What the task asks
Give the listing below again in full, exactly as written.

Exercise inputs
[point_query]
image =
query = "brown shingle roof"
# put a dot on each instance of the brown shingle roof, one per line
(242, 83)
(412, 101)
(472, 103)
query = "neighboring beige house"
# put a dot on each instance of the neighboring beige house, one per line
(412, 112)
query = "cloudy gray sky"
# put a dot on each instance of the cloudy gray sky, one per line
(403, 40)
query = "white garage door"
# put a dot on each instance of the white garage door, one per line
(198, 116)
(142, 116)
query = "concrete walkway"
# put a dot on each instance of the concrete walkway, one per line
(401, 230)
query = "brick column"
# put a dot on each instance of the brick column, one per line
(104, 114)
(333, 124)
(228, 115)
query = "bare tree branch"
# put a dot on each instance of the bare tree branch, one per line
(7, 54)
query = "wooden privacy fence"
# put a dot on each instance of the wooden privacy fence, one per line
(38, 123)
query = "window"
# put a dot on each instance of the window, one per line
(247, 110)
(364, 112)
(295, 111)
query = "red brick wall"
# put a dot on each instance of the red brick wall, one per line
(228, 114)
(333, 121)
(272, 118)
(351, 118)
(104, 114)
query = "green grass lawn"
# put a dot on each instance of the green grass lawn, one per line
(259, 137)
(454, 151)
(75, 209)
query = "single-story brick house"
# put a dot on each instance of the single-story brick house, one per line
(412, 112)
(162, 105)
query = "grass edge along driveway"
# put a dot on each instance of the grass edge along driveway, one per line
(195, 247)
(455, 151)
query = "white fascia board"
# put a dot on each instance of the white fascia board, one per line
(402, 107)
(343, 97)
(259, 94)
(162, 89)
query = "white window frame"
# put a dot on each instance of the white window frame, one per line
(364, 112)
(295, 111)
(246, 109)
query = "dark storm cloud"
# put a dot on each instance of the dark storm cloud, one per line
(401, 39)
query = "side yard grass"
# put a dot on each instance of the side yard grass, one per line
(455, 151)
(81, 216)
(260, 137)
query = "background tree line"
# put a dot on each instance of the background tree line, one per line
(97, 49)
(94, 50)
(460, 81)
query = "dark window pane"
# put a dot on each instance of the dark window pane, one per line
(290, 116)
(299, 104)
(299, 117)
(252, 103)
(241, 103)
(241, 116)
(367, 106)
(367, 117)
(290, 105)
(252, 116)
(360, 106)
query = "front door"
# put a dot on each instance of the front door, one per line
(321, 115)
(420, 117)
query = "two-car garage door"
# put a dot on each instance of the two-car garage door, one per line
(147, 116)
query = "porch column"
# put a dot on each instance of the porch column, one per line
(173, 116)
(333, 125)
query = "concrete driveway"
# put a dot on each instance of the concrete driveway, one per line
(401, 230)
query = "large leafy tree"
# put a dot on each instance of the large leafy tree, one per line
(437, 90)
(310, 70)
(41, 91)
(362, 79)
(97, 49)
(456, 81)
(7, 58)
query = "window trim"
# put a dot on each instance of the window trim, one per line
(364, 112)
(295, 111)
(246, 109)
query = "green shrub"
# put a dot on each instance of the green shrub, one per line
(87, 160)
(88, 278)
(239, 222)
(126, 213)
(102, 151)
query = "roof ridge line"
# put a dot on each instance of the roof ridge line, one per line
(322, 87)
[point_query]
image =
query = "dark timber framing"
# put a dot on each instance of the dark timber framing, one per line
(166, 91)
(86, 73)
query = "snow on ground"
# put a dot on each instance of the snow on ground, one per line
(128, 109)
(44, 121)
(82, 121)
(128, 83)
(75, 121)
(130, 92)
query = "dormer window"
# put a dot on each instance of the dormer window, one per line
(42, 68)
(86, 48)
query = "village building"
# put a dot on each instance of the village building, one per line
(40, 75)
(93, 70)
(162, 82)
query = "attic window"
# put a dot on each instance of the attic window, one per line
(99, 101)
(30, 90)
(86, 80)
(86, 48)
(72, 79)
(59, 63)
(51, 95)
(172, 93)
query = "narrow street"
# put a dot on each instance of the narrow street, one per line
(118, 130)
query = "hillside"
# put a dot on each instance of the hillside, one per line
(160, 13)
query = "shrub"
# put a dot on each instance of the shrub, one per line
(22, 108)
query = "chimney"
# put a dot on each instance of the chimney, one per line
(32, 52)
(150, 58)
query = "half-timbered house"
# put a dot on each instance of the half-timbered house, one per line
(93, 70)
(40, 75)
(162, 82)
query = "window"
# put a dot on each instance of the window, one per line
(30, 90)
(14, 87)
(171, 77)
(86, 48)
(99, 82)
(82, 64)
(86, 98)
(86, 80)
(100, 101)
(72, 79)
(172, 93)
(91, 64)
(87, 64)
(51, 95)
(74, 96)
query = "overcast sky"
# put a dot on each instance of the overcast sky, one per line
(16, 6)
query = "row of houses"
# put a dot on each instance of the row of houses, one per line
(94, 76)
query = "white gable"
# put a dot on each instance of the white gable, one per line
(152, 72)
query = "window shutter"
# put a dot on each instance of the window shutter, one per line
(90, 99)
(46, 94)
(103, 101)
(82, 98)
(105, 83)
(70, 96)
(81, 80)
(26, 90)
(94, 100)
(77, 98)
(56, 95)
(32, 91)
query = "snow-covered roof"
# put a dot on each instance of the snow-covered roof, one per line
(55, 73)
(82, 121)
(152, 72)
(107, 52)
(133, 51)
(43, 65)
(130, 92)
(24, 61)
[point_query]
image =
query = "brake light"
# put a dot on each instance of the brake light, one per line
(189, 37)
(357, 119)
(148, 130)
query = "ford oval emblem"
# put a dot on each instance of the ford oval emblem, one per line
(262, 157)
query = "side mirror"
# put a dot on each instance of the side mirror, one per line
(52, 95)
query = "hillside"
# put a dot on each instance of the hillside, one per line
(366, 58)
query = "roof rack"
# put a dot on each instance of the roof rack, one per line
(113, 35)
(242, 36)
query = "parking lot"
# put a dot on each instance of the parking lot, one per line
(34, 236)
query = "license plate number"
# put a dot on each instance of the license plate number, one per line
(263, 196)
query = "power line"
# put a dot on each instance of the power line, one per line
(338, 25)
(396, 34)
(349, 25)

The response
[point_query]
image =
query = "brown shingle roof"
# put a dot on each instance of the brown shingle roof, one per line
(242, 83)
(412, 101)
(472, 103)
query = "neighboring beige house"
# put a dot on each instance of the neighboring beige house, one per line
(412, 112)
query = "cloudy gray sky"
# put a dot on each instance of the cloudy gray sky, one per line
(403, 40)
query = "white garage door"
# put a dot on each instance of the white garage door, one per line
(198, 116)
(142, 116)
query = "concrete walkway"
# put a dot on each instance of the concrete walkway, one per line
(401, 230)
query = "brick column"
# put a dot on each instance of the brick column, one per line
(104, 114)
(333, 124)
(228, 115)
query = "bare tree branch"
# put a dot on each instance of the bare tree branch, one per line
(7, 54)
query = "wooden privacy fence"
# put a dot on each instance of the wooden privacy fence, one per line
(38, 123)
query = "window"
# put a dot on each instance of the window, one per line
(247, 110)
(364, 112)
(295, 111)
query = "red brick wall"
# put a dot on each instance of the red brick wall, one per line
(228, 114)
(333, 121)
(272, 118)
(351, 118)
(104, 114)
query = "green grass lawn"
# put a dot on each instance of the green grass lawn, one per line
(259, 137)
(454, 151)
(75, 209)
query = "single-story brick house"
# put a dot on each instance of the single-story brick house, one per line
(412, 112)
(162, 105)
query = "grass edge along driveway"
# put a dot on each instance of the grass edge along driveway, one per line
(195, 247)
(455, 151)
query = "white fascia board"
# put a dot on each instance of the white fascia board, one per line
(402, 107)
(343, 97)
(259, 94)
(162, 89)
query = "white window frame"
# put a dot on each instance of the white window frame, one per line
(364, 112)
(295, 111)
(246, 109)
query = "dark storm cloud"
# put a dot on each instance of the dark storm cloud, one per line
(401, 39)
query = "side yard grass"
# put a dot on each instance of the side yard grass, one per line
(455, 151)
(81, 216)
(260, 137)
query = "background tree line"
# put a dot on each instance of the background tree line, one per line
(97, 49)
(94, 50)
(460, 81)
query = "dark window pane"
# put a dot on each instance of the dark window pane, one per line
(290, 116)
(299, 104)
(299, 117)
(252, 103)
(241, 103)
(241, 116)
(367, 106)
(367, 117)
(290, 105)
(252, 116)
(360, 106)
query = "front door"
# put a dot on each instance of the front door, one per line
(321, 115)
(420, 117)
query = "two-car garage door"
# put a dot on each instance of the two-car garage door, one per line
(147, 116)
query = "porch column"
# put a dot on each instance of the porch column, one per line
(173, 116)
(333, 125)
query = "concrete driveway"
# put a dot on each instance of the concrete driveway, one per line
(401, 230)
query = "large leafy tree"
# put a dot on each instance of the large leafy tree, one per line
(437, 90)
(310, 70)
(41, 91)
(362, 79)
(97, 49)
(456, 81)
(7, 58)
query = "window trim"
# put a dot on each instance of the window trim, one per line
(364, 112)
(295, 111)
(246, 109)
query = "green shrub"
# put a dot on each instance of the green shrub, one per line
(87, 160)
(88, 278)
(239, 222)
(126, 213)
(102, 151)
query = "roof ridge line"
# put a dot on each instance of the roof ridge line, one per line
(322, 87)
[point_query]
image =
query = "dark timber framing"
# put a dot on each instance of the dark timber framing, one per line
(166, 91)
(86, 73)
query = "snow on ground"
# put a dot on each instance of the snow on ground, one per line
(128, 109)
(44, 121)
(82, 121)
(128, 83)
(75, 121)
(130, 92)
query = "dormer window"
# put a dot on each instance of the dormer window, one per line
(42, 68)
(86, 48)
query = "village building"
# put a dot on each instance of the village building, one per line
(40, 75)
(93, 70)
(162, 82)
query = "attic window"
# put a dot on each instance of the attic window, one per line
(99, 101)
(30, 90)
(86, 80)
(86, 48)
(72, 79)
(59, 63)
(51, 95)
(172, 93)
query = "narrow street"
# put a dot on each instance of the narrow street, one per line
(118, 130)
query = "hillside"
# put a dot on each instance of the hillside, one per line
(160, 13)
query = "shrub"
# put a dot on each instance of the shrub, one per line
(22, 108)
query = "chimney"
# put a dot on each instance of the chimney, one per line
(32, 52)
(150, 58)
query = "half-timbered house"
# put a dot on each instance of the half-timbered house, one per line
(93, 70)
(40, 75)
(162, 82)
query = "window"
# put a dot on each instance of the window, one per line
(30, 90)
(14, 87)
(171, 77)
(86, 48)
(99, 82)
(82, 64)
(86, 98)
(86, 80)
(100, 101)
(72, 79)
(172, 93)
(91, 64)
(87, 64)
(51, 95)
(74, 96)
query = "overcast sky"
# put a dot on each instance of the overcast sky, one per line
(16, 6)
query = "row of houses"
# put a dot on each instance of the row of houses, one per line
(94, 76)
query = "white gable"
# put a dot on each instance of the white gable, one per line
(152, 72)
query = "window shutter"
# put a dot on each instance of the window shutter, one per line
(90, 99)
(46, 94)
(103, 101)
(82, 98)
(105, 83)
(70, 96)
(81, 80)
(26, 90)
(94, 100)
(77, 98)
(56, 95)
(32, 91)
query = "snow-covered roof"
# put a dot on each instance of the snow-covered roof, one per line
(55, 73)
(82, 121)
(152, 72)
(107, 52)
(133, 51)
(43, 65)
(130, 92)
(24, 61)
[point_query]
image =
query = "brake light"
# put a dot on each instance of the brake light, one per line
(189, 37)
(357, 119)
(148, 130)
query = "ford oval emblem"
# put a dot on each instance of the ford oval emblem, one per line
(262, 157)
query = "side mirror"
# put a dot on each instance of the side mirror, one per line
(52, 95)
query = "hillside"
# put a dot on each instance of the hillside, one per line
(366, 58)
query = "roof rack"
# put a dot on each instance of the roof rack, one per line
(113, 35)
(242, 36)
query = "parking lot"
# put a dot on each instance of the parking lot, one per line
(34, 236)
query = "license plate number"
# put a dot on each instance of the license plate number, one per line
(263, 196)
query = "power line"
# put a dot on each instance of the power line, one per line
(338, 25)
(396, 34)
(349, 25)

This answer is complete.